• _Set exercise 1_
According to the storage article, which technology is Intel Optane given as an example of?
• _Set exercise 2_
Please retype everything in the storage article from "The idea is" down to "impair system performance.".

• _Passage shown_

§

Augmented Hardware and the Future of Software-Defined Storage

How Hardware Acceleration Can Dramatically Improve Efficiency and Performance

One of the most exciting announcements at VMworld this year was Project Monterey. Long story short, VMware wants to offload some high-demand activities to smart network interface cards (SmartNICs) and other types of accelerators. By doing so, the virtualization stack will become more efficient and feature-rich, while enabling resource disaggregation and composability. This description might seem a bit vague, but there are a number of real-world benefits for the user, including increased security and efficiency, as well as better resource management. And all of these happen while also improving overall cluster performance!

The idea is quite simple and similar approaches have been used several times in the past. General-purpose CPUs are very sophisticated now and can do several things in parallel, but like it or not, there are limitations, and some resources are shared. The more varied the tasks a CPU is asked to do, the more it must switch context, producing internal cache misses that delay processing and impair system performance.

From a storage perspective, encryption, compaction, protocol conversions, and all the math around data protection contribute to stress on the CPU, resulting in less overall system efficiency and performance. In this regard, Project Monterey will bring to the table the ability to offload these tasks to accelerators and specialized hardware, enabling the system CPU to focus its potential and increase efficiency to run applications.

Unfortunately, Project Monterey is not here yet and we will need to wait several months to see a productized version of it. On the other hand, this technology is already available and several vendors in different fields are working on the same exact model as Project Monterey.

Software + Hardware-Defined Storage

Software is great, but software that can take full advantage of hardware is better. For many years we had hardware-based storage systems powered by purpose-built CPUs and ASICs, and this was the only way to provide the necessary power to make everything fast enough to work properly. The operating system of the storage array was specifically designed to work with the hardware and squeeze every single bit out of it. Over time, thanks to the increased power of CPUs and networking components we found out that ASICs (and other esoteric accelerators) became practically useless and more and more system architectures started to focus on standard hardware. This brought to the market an increasing number of “software-defined” solutions.

Everything worked pretty well with hard disk drives until the rise of, in order of appearance, flash memory, NVMe, and storage-class memory. It didn’t happen quickly, in fact flash adoption was slow because of its price at the beginning, but things radically changed over the last couple years.

Now we have 100Gb/s Ethernet (if not more!), NVMe and NVMe-oF (shorter data path and massive parallelization), and faster-than-ever storage that can be configured as a RAM extension (Intel Optane). The amount of data that these devices can manage is massive. To keep the storage system balanced and efficient, we need to ensure that every single component can receive the heightened flow of data without bottlenecks. It’s a classic example of history repeating, some would say.

§

• _Dataset records_

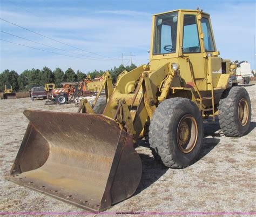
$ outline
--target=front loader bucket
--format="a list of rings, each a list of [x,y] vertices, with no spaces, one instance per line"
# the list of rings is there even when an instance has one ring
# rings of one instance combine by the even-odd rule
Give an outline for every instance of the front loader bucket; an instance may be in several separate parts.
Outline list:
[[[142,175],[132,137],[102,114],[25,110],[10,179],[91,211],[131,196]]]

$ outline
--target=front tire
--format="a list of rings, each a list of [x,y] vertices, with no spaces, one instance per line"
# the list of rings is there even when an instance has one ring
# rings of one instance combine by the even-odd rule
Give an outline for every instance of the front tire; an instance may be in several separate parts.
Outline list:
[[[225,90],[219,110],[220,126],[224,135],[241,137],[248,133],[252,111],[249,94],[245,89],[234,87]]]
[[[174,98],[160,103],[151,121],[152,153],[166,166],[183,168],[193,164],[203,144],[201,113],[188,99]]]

§

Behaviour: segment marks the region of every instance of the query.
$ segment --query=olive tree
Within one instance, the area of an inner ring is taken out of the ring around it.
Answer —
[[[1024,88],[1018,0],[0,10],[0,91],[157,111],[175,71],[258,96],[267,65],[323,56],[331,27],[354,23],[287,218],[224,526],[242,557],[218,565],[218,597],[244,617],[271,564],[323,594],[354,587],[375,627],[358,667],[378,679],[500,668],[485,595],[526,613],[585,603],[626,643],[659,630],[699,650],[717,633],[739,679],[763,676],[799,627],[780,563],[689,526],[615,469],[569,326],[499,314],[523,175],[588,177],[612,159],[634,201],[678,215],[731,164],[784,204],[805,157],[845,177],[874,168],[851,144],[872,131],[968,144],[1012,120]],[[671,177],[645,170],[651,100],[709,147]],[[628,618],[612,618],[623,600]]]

§

• _Complete output 1_
Faster-than-ever storage that can be configured as a RAM extension.

• _Complete output 2_
The idea is quite simple and similar approaches have been used several times in the past. General-purpose CPUs are very sophisticated now and can do several things in parallel, but like it or not, there are limitations, and some resources are shared. The more varied the tasks a CPU is asked to do, the more it must switch context, producing internal cache misses that delay processing and impair system performance.